> _EXERCISE REQUIREMENTS_
**a)** In the court order, what sentence did the defendant receive for aggravated robbery and residential burglary?
**b)** Continue the court order from where it stops.

Opinion
No. 2-16-0440
01-24-2019
NOTICE: This order was filed under Supreme Court Rule 23 and may not be cited as precedent by any party except in the limited circumstances allowed under Rule 23(e)(1).
Appeal from the Circuit Court of Du Page County.
No. 15-CF-1826
Honorable John J. Kinsella, Judge, Presiding.
JUSTICE BURKE delivered the judgment of the court.
Justices Schostok and Hudson concurred in the judgment.
ORDER
¶ 1 Held: The trial court did not abuse its discretion in sentencing defendant to seven years' imprisonment for aggravated robbery and residential burglary: sentences three years above the minimum were justified by the seriousness of the offenses and defendant's criminal history, the mitigating factors that defendant relied on were not necessarily mitigating, and nothing rebutted the presumption that the court considered the financial impact of incarceration.

(Stored entries)

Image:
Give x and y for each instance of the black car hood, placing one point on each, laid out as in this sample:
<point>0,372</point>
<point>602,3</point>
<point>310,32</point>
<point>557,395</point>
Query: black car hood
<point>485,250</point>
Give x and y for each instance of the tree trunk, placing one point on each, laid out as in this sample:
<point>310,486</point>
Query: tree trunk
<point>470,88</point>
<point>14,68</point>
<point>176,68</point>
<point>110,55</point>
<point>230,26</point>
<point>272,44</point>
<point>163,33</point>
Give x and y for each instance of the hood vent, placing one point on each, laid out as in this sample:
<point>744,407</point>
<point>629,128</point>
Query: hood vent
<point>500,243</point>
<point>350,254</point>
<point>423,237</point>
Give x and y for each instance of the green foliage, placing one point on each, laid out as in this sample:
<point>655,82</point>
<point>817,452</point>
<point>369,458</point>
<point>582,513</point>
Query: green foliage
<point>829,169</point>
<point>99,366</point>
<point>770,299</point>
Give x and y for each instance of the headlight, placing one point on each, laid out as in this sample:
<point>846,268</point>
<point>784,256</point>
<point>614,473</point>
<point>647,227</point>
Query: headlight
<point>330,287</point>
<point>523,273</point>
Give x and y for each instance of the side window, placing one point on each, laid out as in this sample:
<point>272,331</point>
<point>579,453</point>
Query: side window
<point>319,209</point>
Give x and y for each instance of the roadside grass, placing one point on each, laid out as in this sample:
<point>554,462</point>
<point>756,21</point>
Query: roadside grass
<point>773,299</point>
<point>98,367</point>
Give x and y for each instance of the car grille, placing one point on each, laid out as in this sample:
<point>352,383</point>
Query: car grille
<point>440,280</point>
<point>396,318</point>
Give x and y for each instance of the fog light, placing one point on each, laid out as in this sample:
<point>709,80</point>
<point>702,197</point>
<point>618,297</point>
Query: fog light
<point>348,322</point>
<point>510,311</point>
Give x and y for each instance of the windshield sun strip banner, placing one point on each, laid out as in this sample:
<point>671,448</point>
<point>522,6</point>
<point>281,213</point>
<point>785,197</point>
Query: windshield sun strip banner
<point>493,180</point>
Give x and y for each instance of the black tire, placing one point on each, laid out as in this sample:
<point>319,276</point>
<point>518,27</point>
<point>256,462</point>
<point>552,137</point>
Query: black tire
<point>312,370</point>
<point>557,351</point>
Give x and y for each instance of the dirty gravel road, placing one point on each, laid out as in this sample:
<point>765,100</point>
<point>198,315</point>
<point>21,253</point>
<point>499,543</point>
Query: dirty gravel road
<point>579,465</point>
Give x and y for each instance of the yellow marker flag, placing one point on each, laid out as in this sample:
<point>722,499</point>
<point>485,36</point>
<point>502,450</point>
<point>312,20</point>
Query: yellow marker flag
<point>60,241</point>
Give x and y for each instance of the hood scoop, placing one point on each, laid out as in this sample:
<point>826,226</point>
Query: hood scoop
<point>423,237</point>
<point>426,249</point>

> _ANSWERS TO EACH TASK_
**a)** Seven years' imprisonment.

**b)**
¶ 2 Defendant, Eric M. Miller, appeals from concurrent sentences of seven years' imprisonment imposed upon his nonnegotiated guilty plea to one count of aggravated robbery (robbery while indicating that one is armed with a firearm), a Class 1 felony (720 ILCS 5/18-1(b)(1), (c) (West 2014)) and one count of residential burglary (720 ILCS 5/19-3(a) (West
2014)). He argues that the court failed to treat rehabilitation as an objective and that his sentence was too harsh in light of his mental illness, his substance abuse problems, and his youth. We deem that the sentences were commensurate with the seriousness of the offenses, and we thus affirm.
¶ 3 I. BACKGROUND
¶ 4 A grand jury indicted defendant on one count of aggravated robbery, two counts of residential burglary, and two counts of criminal trespass to a residence (720 ILCS 5/19-4(a)(2), (b)(2) (West 2014)). All counts related to defendant's September 3, 2015, burglary of a Glen Ellyn apartment in which Christopher Taliferro and Marisa Martinez were present. Defendant agreed to enter a guilty plea to one count of aggravated robbery and one count of residential burglary in exchange for the State's dropping the other charges. The parties had no agreement on sentencing.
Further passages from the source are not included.